■ **What you should do**:
Reproduce word for word the stretch of the article on Indonesia's domain declaration below that runs from "The New Order regime" up to and including "of the nation’.".

■ **Text passage**:
>> BEGIN
The Dutch colonialists adopted the concept of domein verklaring (domain declaration) to claim control over a large part of Indonesia’s land. This act lives on in modern-day Indonesia, causing conflict and poverty.
Ahmad Dhiaulhaq & Ward Berenschot
This year marks the 150th birthday of one of the most consequential laws in Indonesian history. In 1870 the Dutch adopted the Agrarische wet or undang undang agraria. This law contains the provision that would become known as the domein verklaring: ‘all land not held under proven ownership, shall be deemed the domain of the state’. With this ‘domain declaration’ the Dutch colonial rulers claimed ownership of most of the land in Java. This ownership would later extend beyond Java. This domain declaration is important because it has facilitated the colonial exploitation of Indonesia by weakening Indonesian control of their land. Western plantation and mining companies are able to acquire access to land without having to buy it from rural Indonesians.
The domein verklaring is also important because it lives on. The principle established by the domein verklaring – that state interests are prioritised over the land rights of Indonesian citizens – still guides the character of land tenure in most parts of Indonesia. The state’s outsized control over land still bedevils Indonesia’s politics and economy.
The domein verklaring lives on
When the Dutch were thrown out in 1945, the newly independent government maintained the state’s control over land. For example, article 33 of the 1945 constitution states that ‘the earth and water and natural resources contained therein are controlled by the state and used for the greatest prosperity of the people’. This article contained a new legal concept of ‘state right of control’ (hak menguasai negara) that provided a new legal basis of state control over land and natural resources.
In 1960 Indonesia come close to abolishing the domein verklaring with the adoption of the Basic Agrarian Law (BAL). This law explicitly aimed to address the injustices created by colonial laws. This law also recognised customary land rights.
The New Order regime (1965-1998), however, changed course and reinstated the state’s control over land. The New Order again prioritised state control over the customary land rights of rural communities through reinforcing the principle of hak menguasai negara – claiming that the state should use the land ‘for the welfare of the nation’.
In 1967 the regime adopted a new forestry law reintroducing the domein verklaring principle. This law designated 143 million hectares – almost 75 per cent of Indonesia’s territory – as forest land (‘kawasan hutan’). Suharto decreed that this land was controlled by the state (via the Ministry of Forestry), and could not be owned by Indonesian citizens.
While the total amount has since been reduced, the Indonesian state still designates about 63 per cent of Indonesia’s territory as forest estate. Much like its colonial predecessor, the Indonesian state is using this control over land to award land concessions to companies. The government’s data shows that until 2017, 95.76 per cent of forest concessions were allocated for corporations, while only 4.14 per cent were under community management. These concessions give companies the legal right to take the land away from local people living and working on that land. In that sense, the domein verklaring lives on.
A troublesome heritage
This restriction on land ownership continues to have a pervasive impact on the quality of life of many Indonesians, as the roots of conflicts, social inequality and poverty.
>> END
■ **Recorded information**:
>> BEGIN
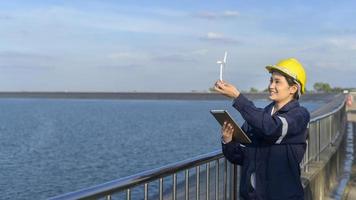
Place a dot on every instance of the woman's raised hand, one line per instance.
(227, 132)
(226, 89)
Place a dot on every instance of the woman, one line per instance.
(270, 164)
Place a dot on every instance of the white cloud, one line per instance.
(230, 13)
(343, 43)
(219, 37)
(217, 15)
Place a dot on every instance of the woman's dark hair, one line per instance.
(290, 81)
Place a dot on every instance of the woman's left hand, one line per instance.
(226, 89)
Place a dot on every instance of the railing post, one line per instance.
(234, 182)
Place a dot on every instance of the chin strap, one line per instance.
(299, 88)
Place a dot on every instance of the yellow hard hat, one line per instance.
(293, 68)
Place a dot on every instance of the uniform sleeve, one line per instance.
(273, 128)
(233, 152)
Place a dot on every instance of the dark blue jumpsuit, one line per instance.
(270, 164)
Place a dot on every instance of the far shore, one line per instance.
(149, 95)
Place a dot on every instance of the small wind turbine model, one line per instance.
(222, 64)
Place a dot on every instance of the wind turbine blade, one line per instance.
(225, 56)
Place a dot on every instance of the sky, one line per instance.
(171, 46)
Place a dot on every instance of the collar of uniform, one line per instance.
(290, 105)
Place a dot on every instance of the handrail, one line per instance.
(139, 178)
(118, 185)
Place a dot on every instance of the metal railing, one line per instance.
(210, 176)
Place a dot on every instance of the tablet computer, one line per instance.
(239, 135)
>> END
>> BEGIN
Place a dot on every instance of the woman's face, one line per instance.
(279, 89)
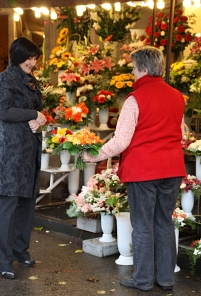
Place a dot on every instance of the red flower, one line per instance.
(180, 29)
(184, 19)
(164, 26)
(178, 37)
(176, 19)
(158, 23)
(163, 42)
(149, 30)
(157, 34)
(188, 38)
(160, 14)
>> END
■ **Task solution**:
The New Order regime (1965-1998), however, changed course and reinstated the state’s control over land. The New Order again prioritised state control over the customary land rights of rural communities through reinforcing the principle of hak menguasai negara – claiming that the state should use the land ‘for the welfare of the nation’.